_WORK REQUIRED:_
Gather every line in the listing below that contains the string "airplane", and copy each one in full. Case counts, so a line matches only if the capitalization is identical.

_DATA SHOWN:_
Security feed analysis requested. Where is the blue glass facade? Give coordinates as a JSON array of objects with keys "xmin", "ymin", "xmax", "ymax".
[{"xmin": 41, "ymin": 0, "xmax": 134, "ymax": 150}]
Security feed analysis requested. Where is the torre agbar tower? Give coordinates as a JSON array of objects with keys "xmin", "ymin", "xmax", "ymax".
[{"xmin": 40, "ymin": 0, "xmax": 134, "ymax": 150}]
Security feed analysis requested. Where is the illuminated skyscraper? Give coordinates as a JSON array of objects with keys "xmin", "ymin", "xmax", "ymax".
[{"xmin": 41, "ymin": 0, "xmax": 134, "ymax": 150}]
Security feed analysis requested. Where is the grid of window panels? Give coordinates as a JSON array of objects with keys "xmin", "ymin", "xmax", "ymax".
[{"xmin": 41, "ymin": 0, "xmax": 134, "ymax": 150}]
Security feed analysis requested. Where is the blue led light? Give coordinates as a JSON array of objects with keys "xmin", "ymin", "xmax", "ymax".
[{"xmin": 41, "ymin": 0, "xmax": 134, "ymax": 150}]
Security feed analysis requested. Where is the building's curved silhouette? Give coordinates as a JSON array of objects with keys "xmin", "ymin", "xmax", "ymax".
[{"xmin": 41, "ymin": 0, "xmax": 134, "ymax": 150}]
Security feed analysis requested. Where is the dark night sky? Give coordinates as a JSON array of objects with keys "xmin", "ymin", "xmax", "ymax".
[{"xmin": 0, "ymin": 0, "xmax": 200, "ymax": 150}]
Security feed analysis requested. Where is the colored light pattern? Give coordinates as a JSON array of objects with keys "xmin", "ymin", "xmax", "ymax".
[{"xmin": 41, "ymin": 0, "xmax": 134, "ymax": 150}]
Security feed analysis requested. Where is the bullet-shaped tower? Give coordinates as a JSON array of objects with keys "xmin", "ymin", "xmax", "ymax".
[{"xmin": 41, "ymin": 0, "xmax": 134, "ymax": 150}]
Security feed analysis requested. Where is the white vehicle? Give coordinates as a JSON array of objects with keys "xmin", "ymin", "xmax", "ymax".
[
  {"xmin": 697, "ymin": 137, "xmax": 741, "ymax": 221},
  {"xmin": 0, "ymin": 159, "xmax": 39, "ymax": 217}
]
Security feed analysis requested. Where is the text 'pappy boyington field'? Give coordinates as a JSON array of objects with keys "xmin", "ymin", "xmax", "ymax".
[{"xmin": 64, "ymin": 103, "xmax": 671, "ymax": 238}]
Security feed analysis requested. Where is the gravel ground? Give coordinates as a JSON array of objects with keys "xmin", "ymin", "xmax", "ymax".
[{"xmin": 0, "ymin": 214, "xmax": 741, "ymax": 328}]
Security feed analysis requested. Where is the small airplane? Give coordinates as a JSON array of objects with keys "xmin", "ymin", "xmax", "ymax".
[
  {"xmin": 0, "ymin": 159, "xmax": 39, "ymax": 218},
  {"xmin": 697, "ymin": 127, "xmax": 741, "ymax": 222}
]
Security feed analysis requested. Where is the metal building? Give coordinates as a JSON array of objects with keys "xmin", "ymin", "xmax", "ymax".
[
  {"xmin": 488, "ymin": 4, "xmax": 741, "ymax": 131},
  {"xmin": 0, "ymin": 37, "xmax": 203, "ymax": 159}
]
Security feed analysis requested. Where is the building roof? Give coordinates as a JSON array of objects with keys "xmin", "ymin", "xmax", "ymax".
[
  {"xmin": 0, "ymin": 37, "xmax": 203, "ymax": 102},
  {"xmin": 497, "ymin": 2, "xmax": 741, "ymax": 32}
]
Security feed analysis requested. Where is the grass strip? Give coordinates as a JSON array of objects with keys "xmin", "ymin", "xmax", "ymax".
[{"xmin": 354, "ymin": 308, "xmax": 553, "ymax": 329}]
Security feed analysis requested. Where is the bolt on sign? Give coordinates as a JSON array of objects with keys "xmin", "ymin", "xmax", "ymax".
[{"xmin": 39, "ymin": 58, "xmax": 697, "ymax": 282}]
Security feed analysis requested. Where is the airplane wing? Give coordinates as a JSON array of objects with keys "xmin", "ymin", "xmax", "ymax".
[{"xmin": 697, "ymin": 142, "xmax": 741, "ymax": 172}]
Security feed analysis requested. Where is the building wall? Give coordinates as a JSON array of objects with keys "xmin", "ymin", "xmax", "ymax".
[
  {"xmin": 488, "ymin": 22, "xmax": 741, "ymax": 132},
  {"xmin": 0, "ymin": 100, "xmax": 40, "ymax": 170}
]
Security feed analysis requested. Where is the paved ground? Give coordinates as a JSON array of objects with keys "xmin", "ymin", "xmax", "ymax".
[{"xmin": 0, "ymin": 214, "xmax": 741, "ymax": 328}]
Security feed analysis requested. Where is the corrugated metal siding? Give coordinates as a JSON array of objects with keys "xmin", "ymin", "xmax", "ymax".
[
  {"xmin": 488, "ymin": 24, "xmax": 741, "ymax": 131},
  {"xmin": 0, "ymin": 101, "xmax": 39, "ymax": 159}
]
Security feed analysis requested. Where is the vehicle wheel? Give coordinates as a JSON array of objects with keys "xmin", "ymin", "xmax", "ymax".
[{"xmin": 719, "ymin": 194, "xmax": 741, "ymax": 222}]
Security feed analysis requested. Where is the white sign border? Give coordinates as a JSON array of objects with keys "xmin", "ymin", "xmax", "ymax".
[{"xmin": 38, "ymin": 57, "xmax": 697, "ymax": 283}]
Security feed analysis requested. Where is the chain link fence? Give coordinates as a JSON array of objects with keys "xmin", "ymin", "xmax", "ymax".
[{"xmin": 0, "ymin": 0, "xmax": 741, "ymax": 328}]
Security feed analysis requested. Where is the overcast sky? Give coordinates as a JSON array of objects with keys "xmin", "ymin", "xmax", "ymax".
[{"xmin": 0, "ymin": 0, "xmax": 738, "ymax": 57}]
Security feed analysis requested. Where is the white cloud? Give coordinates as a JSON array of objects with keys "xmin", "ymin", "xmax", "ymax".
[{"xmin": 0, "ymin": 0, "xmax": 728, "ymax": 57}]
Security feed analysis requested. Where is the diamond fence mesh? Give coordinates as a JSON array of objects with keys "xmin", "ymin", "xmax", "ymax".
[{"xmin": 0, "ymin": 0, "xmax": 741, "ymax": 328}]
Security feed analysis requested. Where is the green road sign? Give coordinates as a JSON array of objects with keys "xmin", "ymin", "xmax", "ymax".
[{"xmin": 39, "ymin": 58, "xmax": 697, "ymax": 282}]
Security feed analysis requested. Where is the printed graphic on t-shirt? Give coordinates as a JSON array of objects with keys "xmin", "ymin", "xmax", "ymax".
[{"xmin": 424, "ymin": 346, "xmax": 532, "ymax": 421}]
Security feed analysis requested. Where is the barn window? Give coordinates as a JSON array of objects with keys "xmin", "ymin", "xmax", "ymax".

_TASK OUTPUT:_
Security feed analysis requested. Where is the small airplane? Give coordinates as a JSON array of objects with keys "xmin", "ymin", "xmax", "ymax".
Security feed analysis requested. Where is the airplane wing? Give coordinates as a JSON array of objects with keys "xmin", "ymin", "xmax", "ymax".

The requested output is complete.